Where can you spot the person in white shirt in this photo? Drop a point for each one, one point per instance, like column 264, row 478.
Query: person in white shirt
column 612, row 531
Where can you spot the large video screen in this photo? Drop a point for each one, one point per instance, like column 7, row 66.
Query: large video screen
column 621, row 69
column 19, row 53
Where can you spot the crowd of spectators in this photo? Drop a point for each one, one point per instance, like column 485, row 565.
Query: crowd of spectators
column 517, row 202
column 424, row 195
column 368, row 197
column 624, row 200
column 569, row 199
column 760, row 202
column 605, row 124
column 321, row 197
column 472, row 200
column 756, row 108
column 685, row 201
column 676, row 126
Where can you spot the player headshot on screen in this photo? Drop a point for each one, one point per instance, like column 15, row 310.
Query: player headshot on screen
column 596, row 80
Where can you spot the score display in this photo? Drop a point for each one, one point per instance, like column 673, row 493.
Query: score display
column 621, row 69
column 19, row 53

-------------------------

Aim of the exercise ::
Can you return, word for word, the lines in the records above, starting at the line containing "Where can you spot the crowd" and ending at the line containing "column 472, row 200", with both of those lines included?

Completed task ::
Where can you spot the crowd of spectators in this photo? Drop a point for each one, one point per instance, like column 485, row 565.
Query: crowd of spectators
column 517, row 202
column 424, row 195
column 368, row 197
column 624, row 200
column 569, row 199
column 760, row 202
column 605, row 124
column 321, row 197
column 472, row 200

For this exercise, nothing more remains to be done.